Repeat exactly, and only, the lines from the one containing "I need to find the palm" through the end of the records.
_ _ _
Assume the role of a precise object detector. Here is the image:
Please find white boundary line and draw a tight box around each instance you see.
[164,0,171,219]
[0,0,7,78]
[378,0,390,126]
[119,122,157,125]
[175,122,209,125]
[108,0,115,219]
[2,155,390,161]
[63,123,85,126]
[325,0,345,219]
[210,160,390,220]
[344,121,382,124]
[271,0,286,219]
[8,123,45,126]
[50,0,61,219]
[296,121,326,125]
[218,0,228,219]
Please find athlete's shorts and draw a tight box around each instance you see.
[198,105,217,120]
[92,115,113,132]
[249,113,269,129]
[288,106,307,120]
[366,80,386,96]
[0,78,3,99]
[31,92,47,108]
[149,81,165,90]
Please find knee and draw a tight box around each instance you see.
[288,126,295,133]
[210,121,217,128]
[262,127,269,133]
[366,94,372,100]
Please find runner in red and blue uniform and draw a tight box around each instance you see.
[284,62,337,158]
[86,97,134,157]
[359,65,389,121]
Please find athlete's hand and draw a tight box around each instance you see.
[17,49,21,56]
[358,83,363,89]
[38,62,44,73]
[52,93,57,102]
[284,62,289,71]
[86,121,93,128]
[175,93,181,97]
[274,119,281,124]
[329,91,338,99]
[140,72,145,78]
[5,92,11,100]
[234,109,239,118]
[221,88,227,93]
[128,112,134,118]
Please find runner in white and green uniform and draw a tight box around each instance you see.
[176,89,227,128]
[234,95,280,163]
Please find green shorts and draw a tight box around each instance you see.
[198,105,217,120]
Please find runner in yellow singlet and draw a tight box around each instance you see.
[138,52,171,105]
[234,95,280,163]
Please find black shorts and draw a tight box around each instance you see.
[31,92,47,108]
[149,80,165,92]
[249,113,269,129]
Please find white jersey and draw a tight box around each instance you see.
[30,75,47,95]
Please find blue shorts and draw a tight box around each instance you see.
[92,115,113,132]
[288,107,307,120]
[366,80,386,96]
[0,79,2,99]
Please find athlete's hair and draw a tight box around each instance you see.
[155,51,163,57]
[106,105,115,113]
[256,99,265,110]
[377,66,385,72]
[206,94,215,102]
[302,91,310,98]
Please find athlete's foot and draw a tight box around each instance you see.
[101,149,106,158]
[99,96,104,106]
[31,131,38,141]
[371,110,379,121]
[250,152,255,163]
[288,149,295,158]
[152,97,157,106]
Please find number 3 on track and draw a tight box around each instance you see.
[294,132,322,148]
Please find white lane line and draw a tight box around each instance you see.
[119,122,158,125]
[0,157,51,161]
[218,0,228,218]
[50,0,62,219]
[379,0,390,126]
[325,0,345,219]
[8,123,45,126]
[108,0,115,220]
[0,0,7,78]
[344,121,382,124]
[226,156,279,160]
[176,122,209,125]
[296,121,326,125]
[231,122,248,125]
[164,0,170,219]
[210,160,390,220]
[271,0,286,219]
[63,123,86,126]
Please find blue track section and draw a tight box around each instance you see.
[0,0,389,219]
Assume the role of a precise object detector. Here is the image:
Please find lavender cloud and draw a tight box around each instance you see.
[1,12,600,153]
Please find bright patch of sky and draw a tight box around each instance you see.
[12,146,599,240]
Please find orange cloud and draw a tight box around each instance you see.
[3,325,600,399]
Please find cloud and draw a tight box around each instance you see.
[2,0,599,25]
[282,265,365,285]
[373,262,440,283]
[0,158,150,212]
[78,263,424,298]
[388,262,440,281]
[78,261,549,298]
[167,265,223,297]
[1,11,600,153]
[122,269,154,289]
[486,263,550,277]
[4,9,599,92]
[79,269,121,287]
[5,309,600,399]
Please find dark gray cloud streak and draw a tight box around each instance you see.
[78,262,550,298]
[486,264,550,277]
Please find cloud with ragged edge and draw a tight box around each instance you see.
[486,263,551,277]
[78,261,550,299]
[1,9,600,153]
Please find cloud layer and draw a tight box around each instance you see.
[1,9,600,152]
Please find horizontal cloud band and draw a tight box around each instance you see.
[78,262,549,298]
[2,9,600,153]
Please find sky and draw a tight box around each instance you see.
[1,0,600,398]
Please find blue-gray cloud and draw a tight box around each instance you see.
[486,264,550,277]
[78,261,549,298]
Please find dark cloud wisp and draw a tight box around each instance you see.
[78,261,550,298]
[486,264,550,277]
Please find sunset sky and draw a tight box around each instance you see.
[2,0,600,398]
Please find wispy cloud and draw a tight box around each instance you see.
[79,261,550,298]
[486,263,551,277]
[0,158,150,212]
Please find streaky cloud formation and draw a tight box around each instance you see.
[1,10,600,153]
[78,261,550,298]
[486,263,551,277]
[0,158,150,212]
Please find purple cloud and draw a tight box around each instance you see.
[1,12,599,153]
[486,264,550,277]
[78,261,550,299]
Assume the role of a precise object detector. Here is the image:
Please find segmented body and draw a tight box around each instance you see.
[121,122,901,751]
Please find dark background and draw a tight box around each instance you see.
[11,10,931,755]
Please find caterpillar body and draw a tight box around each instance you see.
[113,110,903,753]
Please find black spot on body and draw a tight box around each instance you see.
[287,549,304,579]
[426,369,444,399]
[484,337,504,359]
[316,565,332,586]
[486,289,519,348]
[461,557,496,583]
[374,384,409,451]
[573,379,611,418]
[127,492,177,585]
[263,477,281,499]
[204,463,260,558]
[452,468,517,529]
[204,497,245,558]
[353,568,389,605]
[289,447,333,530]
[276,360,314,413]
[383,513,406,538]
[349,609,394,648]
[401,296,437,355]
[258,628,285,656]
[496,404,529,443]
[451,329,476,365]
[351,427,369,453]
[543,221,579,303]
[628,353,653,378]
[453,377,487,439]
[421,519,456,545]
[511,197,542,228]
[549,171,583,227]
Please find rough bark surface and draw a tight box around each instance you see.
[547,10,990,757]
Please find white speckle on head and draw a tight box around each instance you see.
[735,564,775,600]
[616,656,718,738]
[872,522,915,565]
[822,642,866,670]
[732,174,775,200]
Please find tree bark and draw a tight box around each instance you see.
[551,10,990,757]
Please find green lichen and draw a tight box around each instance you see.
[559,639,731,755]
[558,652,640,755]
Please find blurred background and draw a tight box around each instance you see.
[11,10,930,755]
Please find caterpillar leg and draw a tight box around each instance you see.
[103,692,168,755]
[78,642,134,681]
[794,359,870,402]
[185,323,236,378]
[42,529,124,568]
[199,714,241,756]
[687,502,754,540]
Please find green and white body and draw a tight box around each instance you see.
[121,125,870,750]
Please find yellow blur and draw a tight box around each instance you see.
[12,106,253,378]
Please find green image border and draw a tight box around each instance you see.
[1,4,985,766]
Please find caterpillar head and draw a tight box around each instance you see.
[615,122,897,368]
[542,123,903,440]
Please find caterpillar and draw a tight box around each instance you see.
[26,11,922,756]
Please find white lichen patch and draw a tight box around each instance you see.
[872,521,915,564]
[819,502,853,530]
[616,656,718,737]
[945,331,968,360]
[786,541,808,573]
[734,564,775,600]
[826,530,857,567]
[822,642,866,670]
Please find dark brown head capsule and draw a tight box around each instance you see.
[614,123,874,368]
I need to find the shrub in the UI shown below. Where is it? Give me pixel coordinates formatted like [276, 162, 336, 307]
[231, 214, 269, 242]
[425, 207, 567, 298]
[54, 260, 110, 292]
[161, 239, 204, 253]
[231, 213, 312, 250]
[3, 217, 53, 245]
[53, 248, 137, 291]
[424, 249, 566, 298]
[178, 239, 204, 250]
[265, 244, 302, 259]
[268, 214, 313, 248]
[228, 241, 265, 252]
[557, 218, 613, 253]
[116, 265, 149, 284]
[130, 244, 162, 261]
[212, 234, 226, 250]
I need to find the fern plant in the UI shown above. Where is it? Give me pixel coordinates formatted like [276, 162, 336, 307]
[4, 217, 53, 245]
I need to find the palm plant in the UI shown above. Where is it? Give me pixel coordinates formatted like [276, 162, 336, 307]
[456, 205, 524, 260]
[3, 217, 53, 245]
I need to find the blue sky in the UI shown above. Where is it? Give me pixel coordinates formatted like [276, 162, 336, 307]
_ _ _
SOLUTION TO THIS EXERCISE ▸
I need to find the palm plant in the UI shown above. Where is it? Give me pixel coordinates formatted like [276, 162, 336, 307]
[456, 205, 524, 260]
[3, 217, 53, 245]
I need to find the blue sky in the UI shown above. Where is it? Give me pixel coordinates formatted like [276, 162, 336, 307]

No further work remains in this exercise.